PASSAGE TO READ –
>>>

We had planned all along to do some inland travel during our winter stay in Barcelona, and Italy was at the top of our list!  Airfares are ridiculously low right now for inter-Euro travel, so we took advantage of a great fare and decided to spend a week in Rome.  We had heard how crazy-packed Rome is in the summer, Alan's Mother told us how they couldn't even see the Trevi Fountain last summer because of the crowds.  We figured January should be fairly quiet, and it was, in fact it couldn't have been more perfect.  All the sites were easy to access, the restaurants weren't jammed and the weather was incredible, a little cold, but with almost blinding sunshine.  We lucked out, we hear it can be pretty rainy in the winter.

  

Rome was beautiful, much more so than I expected; charming and fashionable.  The Romans were dressed to perfection, giving me the urge to shop!  To buy a whole new wardrobe and be as beautifully put together as they are.  As hard as I tried not to, we just stood out as American tourists, maybe it was the comfortable Nike athletic shoes, guide book, and back-pack? 

We stayed in a centrally located hotel on Via Nazionale, within walking distance of the Roman Forum, Colliseum, Shops galore, National Museum of Rome and the Borghese Park & Museum, Trevi Fountain and Spanish Steps.  We carried a pedometer on our city walks and found we were averaging 5 miles a day.  It sounds a lot and it felt a lot and occasionally we had to be rescued by taxi in the evening.  But we would need the exercise - as you will read below Joan had proscribed a rigorous exploration of Rome's restaurants and calories had to be burned!

<<<

STATED TASK A – Decide whether each statement below agrees with the Rome travel account, answering yes or no and quoting the words of the account that settle it: (i) the stay in Rome took place in January; (ii) rain fell for much of the visit; (iii) the daily walks averaged about ten miles.
STATED TASK B – Retype everything in the Rome travel account from "We had planned" down to "in the winter.", with no changes.

RECORD EXTRACTS –

>>>

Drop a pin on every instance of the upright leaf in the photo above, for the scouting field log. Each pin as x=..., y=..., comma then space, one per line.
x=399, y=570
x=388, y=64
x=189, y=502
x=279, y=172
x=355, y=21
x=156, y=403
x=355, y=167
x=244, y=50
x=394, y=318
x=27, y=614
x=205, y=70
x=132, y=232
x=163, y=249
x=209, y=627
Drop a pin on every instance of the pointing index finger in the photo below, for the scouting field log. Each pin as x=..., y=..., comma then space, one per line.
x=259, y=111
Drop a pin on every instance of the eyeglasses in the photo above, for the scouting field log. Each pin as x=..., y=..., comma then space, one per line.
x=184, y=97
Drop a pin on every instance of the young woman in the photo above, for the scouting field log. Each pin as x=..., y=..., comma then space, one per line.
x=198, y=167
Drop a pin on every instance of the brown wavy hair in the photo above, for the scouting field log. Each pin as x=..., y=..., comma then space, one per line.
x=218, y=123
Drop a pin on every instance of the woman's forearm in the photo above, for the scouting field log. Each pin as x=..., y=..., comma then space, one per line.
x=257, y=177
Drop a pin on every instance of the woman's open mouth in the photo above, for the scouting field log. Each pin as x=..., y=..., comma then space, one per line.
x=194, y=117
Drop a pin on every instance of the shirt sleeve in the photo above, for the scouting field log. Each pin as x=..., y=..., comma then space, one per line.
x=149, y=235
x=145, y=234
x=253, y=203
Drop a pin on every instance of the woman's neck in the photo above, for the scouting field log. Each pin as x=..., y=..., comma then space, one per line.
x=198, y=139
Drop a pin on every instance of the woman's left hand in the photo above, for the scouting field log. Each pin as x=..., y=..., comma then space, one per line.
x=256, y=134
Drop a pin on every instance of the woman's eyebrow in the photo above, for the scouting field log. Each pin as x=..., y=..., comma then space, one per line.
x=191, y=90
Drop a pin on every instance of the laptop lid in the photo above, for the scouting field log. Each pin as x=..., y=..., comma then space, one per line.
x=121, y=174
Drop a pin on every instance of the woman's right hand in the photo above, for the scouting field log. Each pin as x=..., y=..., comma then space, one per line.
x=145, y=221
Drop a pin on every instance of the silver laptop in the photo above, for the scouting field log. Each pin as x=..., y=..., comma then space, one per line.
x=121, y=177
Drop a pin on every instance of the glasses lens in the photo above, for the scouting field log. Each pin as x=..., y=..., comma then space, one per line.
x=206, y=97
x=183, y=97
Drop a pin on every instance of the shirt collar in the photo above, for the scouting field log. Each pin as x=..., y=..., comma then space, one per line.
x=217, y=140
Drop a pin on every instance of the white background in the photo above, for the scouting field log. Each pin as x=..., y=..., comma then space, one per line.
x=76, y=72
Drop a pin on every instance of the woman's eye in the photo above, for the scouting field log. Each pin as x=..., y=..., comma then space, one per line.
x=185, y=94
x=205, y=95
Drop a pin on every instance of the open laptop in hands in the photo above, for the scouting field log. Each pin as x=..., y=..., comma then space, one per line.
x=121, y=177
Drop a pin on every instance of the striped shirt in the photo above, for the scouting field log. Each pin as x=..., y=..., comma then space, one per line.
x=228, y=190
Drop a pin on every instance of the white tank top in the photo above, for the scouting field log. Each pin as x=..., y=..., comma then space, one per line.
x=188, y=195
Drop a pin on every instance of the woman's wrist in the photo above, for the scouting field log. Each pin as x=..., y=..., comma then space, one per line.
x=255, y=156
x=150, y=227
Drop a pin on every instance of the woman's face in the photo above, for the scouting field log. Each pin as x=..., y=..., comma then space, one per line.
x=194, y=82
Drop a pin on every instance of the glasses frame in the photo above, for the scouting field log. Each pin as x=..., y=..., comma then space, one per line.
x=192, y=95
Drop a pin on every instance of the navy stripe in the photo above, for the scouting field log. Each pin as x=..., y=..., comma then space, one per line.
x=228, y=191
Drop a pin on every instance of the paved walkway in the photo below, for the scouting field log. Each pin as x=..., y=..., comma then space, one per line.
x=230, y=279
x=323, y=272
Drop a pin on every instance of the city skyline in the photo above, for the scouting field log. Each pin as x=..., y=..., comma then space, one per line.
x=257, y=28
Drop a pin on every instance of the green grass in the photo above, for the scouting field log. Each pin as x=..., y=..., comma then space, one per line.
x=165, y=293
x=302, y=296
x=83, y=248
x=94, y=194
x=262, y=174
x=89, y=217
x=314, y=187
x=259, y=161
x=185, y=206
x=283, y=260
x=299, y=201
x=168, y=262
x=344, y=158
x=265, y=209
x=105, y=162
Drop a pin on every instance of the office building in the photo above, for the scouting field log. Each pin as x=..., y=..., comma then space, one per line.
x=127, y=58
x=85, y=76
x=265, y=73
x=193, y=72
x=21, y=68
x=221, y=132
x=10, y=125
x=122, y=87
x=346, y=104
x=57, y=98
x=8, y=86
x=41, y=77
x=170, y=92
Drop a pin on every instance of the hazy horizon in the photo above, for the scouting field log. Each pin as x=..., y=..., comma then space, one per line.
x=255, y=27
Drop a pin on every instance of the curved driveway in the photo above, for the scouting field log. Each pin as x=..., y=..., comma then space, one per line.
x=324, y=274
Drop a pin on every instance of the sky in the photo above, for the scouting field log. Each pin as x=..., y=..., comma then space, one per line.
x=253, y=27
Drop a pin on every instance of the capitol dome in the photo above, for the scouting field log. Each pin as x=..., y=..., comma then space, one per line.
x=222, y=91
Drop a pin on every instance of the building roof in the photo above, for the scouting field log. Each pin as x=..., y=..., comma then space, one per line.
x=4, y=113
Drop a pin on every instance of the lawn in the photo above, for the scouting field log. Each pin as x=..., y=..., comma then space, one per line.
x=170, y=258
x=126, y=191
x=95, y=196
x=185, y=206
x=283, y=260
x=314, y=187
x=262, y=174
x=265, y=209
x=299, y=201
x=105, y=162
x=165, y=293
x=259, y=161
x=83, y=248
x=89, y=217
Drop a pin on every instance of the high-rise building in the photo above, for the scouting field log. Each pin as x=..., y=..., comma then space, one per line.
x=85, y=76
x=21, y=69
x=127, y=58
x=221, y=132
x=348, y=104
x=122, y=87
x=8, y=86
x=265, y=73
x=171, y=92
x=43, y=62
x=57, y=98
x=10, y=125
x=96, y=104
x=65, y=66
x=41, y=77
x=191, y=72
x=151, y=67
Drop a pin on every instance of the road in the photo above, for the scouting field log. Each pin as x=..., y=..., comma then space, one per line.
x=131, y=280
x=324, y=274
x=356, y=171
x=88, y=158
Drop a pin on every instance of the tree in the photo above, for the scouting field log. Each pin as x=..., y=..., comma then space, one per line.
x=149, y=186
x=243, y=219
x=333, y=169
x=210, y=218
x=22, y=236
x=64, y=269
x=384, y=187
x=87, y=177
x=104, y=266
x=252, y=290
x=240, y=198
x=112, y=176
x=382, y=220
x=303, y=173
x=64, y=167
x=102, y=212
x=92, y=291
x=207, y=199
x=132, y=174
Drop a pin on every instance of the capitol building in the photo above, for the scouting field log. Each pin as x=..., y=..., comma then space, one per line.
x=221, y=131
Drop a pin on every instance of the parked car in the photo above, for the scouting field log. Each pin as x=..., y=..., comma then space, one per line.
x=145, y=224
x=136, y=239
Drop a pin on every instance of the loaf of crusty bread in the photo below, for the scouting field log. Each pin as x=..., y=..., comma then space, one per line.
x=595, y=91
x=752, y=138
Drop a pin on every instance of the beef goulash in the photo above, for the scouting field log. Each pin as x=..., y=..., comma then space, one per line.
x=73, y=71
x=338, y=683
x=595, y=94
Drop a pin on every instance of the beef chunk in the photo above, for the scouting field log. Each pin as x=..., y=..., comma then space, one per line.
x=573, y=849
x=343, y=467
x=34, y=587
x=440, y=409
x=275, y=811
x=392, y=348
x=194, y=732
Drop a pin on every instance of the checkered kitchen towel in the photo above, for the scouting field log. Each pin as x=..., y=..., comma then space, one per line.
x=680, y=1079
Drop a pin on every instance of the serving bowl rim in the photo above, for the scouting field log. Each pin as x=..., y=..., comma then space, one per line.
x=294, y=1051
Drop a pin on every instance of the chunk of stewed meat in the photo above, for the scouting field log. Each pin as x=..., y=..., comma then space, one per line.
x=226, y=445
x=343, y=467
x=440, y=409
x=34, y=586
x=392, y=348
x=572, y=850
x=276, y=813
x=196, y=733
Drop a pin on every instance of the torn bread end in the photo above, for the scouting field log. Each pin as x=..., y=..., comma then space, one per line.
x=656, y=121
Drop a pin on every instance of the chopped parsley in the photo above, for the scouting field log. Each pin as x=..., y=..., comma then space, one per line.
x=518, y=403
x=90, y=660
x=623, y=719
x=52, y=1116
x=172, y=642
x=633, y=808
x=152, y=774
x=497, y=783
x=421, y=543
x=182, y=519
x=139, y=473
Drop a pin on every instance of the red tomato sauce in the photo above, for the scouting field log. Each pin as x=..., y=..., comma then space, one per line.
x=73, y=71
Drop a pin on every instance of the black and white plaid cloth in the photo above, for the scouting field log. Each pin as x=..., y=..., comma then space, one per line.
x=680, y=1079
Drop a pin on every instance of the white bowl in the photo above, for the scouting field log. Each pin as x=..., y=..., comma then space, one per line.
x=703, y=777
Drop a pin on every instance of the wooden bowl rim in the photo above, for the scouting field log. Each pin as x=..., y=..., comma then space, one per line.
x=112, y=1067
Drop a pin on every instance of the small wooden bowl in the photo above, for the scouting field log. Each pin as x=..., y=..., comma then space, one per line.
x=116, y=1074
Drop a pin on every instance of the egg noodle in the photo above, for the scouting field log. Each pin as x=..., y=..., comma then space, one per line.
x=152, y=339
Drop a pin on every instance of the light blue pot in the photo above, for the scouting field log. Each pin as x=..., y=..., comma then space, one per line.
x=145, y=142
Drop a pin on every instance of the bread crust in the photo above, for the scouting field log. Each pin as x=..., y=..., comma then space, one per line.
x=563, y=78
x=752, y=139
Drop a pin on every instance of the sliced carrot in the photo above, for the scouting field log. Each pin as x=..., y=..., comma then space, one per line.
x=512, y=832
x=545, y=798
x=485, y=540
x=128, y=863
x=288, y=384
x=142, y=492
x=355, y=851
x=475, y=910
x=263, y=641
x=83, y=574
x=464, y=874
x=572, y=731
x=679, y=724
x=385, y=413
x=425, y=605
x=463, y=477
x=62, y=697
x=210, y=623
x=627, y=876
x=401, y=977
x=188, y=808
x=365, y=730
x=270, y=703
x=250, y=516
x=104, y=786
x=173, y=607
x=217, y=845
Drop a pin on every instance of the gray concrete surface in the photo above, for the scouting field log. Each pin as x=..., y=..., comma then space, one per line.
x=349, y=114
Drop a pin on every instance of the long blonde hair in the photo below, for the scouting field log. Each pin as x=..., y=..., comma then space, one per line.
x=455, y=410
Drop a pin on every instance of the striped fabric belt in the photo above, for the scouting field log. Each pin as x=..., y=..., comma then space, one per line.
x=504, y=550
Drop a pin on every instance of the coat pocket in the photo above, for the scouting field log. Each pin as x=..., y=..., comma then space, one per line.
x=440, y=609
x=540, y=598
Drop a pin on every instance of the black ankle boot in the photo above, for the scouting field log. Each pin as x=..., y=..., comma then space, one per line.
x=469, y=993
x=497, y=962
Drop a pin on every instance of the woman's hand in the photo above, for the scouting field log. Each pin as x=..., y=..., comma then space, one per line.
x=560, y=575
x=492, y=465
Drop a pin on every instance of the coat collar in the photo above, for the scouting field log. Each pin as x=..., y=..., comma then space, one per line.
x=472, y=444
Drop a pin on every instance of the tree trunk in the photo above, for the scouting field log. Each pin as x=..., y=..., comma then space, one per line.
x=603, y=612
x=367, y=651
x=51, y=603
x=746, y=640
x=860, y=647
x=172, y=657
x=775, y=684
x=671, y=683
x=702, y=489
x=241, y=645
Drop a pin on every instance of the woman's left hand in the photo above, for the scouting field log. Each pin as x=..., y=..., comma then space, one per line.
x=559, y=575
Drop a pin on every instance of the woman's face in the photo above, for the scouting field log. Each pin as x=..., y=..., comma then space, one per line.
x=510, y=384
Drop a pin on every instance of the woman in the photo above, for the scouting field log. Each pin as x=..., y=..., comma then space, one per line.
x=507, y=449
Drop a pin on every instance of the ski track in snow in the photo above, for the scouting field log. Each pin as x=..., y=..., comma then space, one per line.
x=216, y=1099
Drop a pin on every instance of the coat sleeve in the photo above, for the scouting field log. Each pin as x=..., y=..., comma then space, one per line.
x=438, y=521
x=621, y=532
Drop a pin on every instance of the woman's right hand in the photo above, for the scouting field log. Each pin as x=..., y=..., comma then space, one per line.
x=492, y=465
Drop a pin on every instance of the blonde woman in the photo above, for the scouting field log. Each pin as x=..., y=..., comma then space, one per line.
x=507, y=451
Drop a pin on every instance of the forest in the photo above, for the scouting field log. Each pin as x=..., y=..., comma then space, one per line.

<<<

CORRECT RESULT A –
(i) Yes: "We figured January should be fairly quiet, and it was"
(ii) No: "the weather was incredible, a little cold, but with almost blinding sunshine"
(iii) No: "we were averaging 5 miles a day"

CORRECT RESULT B –
We had planned all along to do some inland travel during our winter stay in Barcelona, and Italy was at the top of our list!  Airfares are ridiculously low right now for inter-Euro travel, so we took advantage of a great fare and decided to spend a week in Rome.  We had heard how crazy-packed Rome is in the summer, Alan's Mother told us how they couldn't even see the Trevi Fountain last summer because of the crowds.  We figured January should be fairly quiet, and it was, in fact it couldn't have been more perfect.  All the sites were easy to access, the restaurants weren't jammed and the weather was incredible, a little cold, but with almost blinding sunshine.  We lucked out, we hear it can be pretty rainy in the winter.